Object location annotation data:
━━━━━━━━━━━━━━━━━━━━━━━━━━━━━━

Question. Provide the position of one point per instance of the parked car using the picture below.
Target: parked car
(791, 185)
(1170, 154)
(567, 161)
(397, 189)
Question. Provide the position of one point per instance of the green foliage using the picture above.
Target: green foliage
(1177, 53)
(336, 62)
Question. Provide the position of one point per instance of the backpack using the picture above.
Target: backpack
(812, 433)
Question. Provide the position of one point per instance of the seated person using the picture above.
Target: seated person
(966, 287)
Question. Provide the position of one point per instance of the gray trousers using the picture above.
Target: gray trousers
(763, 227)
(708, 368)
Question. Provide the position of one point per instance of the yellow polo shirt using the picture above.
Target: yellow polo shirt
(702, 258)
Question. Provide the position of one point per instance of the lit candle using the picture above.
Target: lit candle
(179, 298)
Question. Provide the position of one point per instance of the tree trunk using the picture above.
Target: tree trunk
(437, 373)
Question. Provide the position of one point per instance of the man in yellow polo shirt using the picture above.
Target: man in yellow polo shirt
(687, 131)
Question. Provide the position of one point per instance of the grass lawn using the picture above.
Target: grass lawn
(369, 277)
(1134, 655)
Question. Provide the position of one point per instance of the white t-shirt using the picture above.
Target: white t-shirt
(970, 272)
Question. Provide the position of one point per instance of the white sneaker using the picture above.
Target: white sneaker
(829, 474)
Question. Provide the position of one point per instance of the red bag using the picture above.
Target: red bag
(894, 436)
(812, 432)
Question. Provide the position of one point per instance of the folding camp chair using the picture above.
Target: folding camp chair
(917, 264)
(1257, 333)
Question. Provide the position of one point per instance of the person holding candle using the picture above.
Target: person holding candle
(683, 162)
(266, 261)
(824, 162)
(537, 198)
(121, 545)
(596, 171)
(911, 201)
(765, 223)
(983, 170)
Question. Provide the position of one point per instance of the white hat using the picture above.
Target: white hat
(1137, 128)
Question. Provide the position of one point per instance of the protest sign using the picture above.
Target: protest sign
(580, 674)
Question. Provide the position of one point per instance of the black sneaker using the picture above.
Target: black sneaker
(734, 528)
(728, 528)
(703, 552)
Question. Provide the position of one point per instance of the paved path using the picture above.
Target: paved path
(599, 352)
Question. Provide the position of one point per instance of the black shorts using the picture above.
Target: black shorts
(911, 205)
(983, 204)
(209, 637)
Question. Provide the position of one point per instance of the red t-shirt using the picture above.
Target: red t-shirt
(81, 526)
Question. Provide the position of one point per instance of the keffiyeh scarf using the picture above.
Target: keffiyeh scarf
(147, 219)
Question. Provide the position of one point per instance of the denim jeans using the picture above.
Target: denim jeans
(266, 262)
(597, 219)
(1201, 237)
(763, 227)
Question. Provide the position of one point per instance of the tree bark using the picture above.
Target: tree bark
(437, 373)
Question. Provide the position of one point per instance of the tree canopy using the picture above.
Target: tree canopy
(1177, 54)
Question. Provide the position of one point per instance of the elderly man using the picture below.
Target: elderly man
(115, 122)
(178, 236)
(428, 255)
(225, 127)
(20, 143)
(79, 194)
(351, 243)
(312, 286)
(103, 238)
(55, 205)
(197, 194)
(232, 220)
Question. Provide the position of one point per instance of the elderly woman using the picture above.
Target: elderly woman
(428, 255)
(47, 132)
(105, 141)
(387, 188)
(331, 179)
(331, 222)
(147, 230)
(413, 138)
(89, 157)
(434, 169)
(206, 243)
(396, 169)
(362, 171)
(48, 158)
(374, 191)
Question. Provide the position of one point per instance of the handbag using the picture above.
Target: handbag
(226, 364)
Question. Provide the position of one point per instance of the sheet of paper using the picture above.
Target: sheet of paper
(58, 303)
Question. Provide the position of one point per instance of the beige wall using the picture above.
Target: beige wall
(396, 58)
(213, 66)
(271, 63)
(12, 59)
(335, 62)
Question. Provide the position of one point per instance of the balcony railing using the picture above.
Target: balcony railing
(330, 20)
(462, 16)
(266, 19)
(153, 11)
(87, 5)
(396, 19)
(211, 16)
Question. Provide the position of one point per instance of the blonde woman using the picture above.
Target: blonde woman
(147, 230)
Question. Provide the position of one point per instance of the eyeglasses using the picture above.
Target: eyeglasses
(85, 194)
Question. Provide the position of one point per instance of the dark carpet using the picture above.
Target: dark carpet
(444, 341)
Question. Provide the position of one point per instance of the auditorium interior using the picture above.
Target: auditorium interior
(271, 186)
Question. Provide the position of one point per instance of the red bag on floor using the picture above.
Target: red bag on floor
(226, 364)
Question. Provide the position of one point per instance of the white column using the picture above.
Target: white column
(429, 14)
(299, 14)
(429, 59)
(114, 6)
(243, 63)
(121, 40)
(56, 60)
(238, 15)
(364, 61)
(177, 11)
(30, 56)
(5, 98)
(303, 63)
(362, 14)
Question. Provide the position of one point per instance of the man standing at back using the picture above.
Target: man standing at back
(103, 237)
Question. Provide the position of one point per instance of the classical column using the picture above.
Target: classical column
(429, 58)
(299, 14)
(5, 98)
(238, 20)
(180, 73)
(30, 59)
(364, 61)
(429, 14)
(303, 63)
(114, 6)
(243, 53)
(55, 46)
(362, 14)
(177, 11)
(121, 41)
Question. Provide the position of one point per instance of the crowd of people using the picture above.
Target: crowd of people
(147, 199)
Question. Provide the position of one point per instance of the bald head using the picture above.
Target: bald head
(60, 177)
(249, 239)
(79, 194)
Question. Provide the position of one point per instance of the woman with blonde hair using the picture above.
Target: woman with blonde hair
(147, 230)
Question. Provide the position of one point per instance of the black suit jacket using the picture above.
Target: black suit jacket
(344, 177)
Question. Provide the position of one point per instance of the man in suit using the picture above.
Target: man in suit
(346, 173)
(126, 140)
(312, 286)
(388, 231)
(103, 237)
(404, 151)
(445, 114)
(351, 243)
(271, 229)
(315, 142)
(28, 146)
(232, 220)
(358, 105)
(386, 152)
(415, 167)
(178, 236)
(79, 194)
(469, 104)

━━━━━━━━━━━━━━━━━━━━━━━━━━━━━━

Copy out the lines from the one containing "lit candle using the picture above." through the one containing "(1257, 333)", including both of those lines.

Question. Provide the position of one point per instance of the lit candle using the picture above.
Target: lit candle
(179, 298)
Question. Provide the position of one point per instance of the tree trunk using the picture above.
Target: tree trunk
(437, 373)
Question. Provide the position of one point per instance of the man in yellow polo shirt using the picture above.
Target: man in yellow polo shirt
(687, 131)
Question. Provide the position of one point per instance of the grass lawn using the picture above.
Target: grass lawn
(369, 277)
(1134, 655)
Question. Provide the position of one point per instance of the white t-shirt using the picture above.
Target: white t-shirt
(970, 272)
Question. Provide the position of one point per instance of the white sneaker using the picture above.
Target: white sneaker
(829, 474)
Question. Provide the position of one point per instance of the red bag using the picture above.
Target: red bag
(894, 436)
(812, 432)
Question. Provide the position of one point per instance of the folding camp chair using the picture above.
Target: folding camp chair
(917, 264)
(1257, 333)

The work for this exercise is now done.